◆ Available data:

= = =

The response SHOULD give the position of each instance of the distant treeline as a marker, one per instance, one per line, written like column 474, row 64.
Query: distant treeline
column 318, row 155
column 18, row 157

= = =

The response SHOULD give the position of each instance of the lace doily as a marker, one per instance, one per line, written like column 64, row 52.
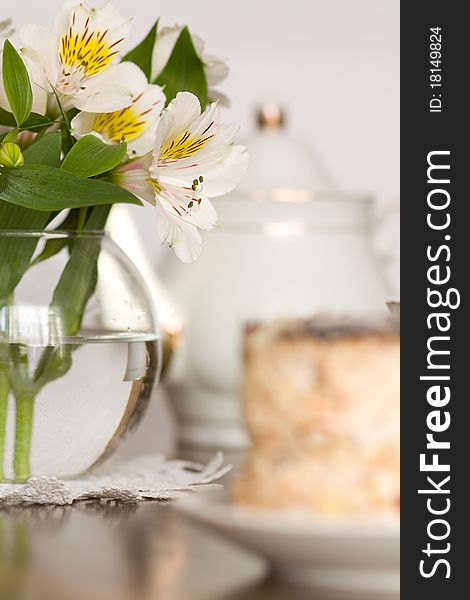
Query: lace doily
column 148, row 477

= = =

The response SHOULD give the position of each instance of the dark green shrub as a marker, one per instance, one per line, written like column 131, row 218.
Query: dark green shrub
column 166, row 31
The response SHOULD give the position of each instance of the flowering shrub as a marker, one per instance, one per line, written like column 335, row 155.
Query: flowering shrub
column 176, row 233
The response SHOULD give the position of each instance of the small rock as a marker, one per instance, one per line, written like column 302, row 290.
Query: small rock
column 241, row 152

= = =

◆ What the exercise asks:
Copy out the lines above that hold the string "instance".

◆ Solution for this exercise:
The response SHOULD give the position of each instance of the distant treeline as a marker, one per instance, one per line, written like column 474, row 64.
The response SHOULD give the position of each instance of the lace doily as a marker, one per instance, one per line, written like column 64, row 52.
The response SHOULD give the position of each instance of the dark green shrub as a marker, one per instance, one per line, written like column 131, row 218.
The response SHOULD give the position of each instance of the flowering shrub as a marker, one per instance, one per line, written like column 335, row 155.
The response SHOULD give the position of each instance of the small rock as a marker, one per instance, one per line, written like column 302, row 290.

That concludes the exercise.